## Problem statement
Return every line of the material that contains the word "hairy".

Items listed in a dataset
↓↓↓

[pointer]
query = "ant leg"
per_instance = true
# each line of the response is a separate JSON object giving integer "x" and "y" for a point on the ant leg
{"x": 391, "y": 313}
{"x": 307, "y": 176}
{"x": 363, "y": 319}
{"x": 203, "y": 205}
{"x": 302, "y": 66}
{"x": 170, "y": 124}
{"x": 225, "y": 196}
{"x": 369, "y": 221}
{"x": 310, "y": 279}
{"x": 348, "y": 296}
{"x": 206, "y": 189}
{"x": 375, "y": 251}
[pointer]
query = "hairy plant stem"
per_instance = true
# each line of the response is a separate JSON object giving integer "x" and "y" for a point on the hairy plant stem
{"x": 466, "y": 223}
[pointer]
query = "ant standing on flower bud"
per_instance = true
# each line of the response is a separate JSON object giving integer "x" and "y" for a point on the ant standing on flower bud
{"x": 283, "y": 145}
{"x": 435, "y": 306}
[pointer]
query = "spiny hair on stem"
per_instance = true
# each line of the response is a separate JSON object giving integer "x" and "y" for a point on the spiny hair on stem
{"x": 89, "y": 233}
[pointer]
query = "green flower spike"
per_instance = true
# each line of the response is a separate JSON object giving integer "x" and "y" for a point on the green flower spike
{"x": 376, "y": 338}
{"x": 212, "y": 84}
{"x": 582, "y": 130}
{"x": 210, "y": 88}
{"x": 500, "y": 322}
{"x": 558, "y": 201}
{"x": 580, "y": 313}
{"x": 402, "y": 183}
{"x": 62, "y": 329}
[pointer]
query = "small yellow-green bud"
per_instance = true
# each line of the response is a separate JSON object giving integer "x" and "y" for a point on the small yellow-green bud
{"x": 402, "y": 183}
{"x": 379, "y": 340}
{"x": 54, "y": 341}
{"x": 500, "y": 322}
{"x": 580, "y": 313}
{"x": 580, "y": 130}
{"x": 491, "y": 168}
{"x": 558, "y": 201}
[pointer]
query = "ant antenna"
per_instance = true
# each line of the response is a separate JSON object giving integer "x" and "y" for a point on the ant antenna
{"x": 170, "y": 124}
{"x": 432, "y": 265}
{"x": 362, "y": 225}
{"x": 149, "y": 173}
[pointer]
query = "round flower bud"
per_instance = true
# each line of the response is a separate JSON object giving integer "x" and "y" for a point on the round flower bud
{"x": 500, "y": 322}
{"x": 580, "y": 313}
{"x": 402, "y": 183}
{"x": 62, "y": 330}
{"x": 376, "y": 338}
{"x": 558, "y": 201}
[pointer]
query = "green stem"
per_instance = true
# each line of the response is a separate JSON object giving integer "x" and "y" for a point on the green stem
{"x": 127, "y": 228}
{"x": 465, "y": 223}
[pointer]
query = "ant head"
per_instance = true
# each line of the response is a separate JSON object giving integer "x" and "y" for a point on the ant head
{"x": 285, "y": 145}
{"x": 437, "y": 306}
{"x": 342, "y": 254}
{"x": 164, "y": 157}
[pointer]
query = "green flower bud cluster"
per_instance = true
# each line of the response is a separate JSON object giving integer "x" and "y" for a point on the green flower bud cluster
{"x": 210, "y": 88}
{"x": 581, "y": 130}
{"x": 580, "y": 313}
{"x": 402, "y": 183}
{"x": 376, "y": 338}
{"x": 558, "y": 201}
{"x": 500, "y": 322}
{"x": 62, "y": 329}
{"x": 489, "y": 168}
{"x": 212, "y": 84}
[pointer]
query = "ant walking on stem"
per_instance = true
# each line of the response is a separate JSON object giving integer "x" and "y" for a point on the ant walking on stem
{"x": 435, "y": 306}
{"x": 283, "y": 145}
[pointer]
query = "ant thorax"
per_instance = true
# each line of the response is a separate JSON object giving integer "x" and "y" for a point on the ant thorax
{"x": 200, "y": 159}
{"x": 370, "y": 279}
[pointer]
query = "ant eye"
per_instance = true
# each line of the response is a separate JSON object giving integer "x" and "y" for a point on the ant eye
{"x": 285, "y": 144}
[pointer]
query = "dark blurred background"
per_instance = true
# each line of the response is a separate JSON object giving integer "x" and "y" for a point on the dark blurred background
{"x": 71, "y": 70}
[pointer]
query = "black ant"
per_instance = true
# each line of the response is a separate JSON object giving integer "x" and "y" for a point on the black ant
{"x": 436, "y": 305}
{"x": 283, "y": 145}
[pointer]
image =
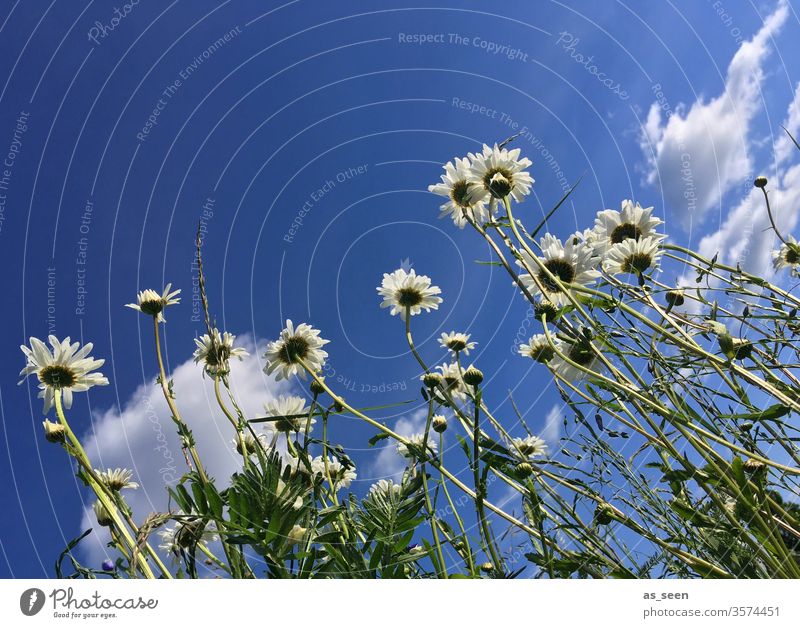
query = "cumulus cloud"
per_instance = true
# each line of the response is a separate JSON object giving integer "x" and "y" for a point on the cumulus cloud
{"x": 699, "y": 152}
{"x": 142, "y": 437}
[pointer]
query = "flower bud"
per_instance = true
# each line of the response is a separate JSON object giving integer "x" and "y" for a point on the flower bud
{"x": 675, "y": 297}
{"x": 431, "y": 380}
{"x": 472, "y": 376}
{"x": 54, "y": 432}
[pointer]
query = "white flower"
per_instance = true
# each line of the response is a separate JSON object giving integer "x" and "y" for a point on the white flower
{"x": 501, "y": 173}
{"x": 453, "y": 380}
{"x": 151, "y": 303}
{"x": 632, "y": 256}
{"x": 537, "y": 349}
{"x": 464, "y": 197}
{"x": 292, "y": 411}
{"x": 573, "y": 262}
{"x": 67, "y": 368}
{"x": 303, "y": 343}
{"x": 416, "y": 441}
{"x": 403, "y": 290}
{"x": 580, "y": 353}
{"x": 185, "y": 533}
{"x": 116, "y": 479}
{"x": 456, "y": 341}
{"x": 385, "y": 488}
{"x": 788, "y": 256}
{"x": 341, "y": 476}
{"x": 216, "y": 350}
{"x": 530, "y": 446}
{"x": 633, "y": 222}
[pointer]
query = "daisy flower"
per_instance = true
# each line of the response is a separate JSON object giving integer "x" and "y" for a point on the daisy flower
{"x": 453, "y": 381}
{"x": 416, "y": 441}
{"x": 580, "y": 353}
{"x": 632, "y": 222}
{"x": 530, "y": 446}
{"x": 116, "y": 479}
{"x": 456, "y": 341}
{"x": 283, "y": 356}
{"x": 632, "y": 256}
{"x": 500, "y": 172}
{"x": 788, "y": 256}
{"x": 151, "y": 303}
{"x": 572, "y": 262}
{"x": 403, "y": 290}
{"x": 67, "y": 369}
{"x": 341, "y": 476}
{"x": 464, "y": 198}
{"x": 216, "y": 350}
{"x": 537, "y": 349}
{"x": 292, "y": 411}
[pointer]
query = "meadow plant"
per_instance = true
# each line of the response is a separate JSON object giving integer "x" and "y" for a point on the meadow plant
{"x": 698, "y": 379}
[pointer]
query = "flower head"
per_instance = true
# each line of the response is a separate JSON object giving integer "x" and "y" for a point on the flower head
{"x": 414, "y": 448}
{"x": 537, "y": 349}
{"x": 291, "y": 411}
{"x": 501, "y": 173}
{"x": 580, "y": 353}
{"x": 529, "y": 447}
{"x": 116, "y": 479}
{"x": 457, "y": 342}
{"x": 632, "y": 222}
{"x": 632, "y": 256}
{"x": 464, "y": 197}
{"x": 66, "y": 369}
{"x": 303, "y": 343}
{"x": 151, "y": 303}
{"x": 216, "y": 350}
{"x": 403, "y": 291}
{"x": 571, "y": 262}
{"x": 788, "y": 256}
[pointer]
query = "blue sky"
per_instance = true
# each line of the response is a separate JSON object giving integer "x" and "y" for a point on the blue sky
{"x": 306, "y": 140}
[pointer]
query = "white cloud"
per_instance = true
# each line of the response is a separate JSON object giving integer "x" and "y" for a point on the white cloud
{"x": 699, "y": 153}
{"x": 388, "y": 463}
{"x": 142, "y": 436}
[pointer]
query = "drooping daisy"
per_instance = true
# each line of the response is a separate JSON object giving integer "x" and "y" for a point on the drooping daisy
{"x": 530, "y": 446}
{"x": 341, "y": 476}
{"x": 537, "y": 349}
{"x": 453, "y": 380}
{"x": 292, "y": 411}
{"x": 403, "y": 290}
{"x": 580, "y": 353}
{"x": 457, "y": 342}
{"x": 501, "y": 173}
{"x": 572, "y": 262}
{"x": 632, "y": 222}
{"x": 116, "y": 479}
{"x": 416, "y": 441}
{"x": 465, "y": 198}
{"x": 151, "y": 303}
{"x": 788, "y": 256}
{"x": 632, "y": 256}
{"x": 216, "y": 350}
{"x": 67, "y": 369}
{"x": 303, "y": 343}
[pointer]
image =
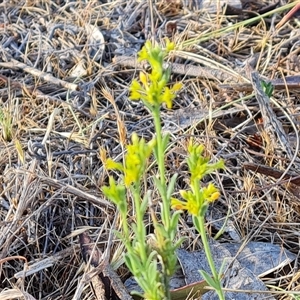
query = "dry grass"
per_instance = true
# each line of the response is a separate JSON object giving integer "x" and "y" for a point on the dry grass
{"x": 51, "y": 171}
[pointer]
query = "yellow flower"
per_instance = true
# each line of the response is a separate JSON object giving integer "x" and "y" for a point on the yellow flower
{"x": 211, "y": 193}
{"x": 189, "y": 203}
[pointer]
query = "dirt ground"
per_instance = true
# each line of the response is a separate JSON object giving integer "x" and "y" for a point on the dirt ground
{"x": 65, "y": 70}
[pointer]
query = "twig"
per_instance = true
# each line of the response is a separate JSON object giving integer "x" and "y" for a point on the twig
{"x": 183, "y": 69}
{"x": 14, "y": 64}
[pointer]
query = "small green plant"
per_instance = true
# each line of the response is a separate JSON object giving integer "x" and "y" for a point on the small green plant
{"x": 268, "y": 88}
{"x": 6, "y": 124}
{"x": 153, "y": 264}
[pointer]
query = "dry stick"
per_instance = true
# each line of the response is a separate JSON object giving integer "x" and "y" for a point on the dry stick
{"x": 189, "y": 70}
{"x": 271, "y": 123}
{"x": 77, "y": 192}
{"x": 14, "y": 64}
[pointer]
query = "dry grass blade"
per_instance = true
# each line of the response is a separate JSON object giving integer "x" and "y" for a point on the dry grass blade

↑↑↑

## Task result
query = "hairy plant stem"
# each line of the response is a separate JSON object giving integer "x" and "y" for a point on the hairy plant stem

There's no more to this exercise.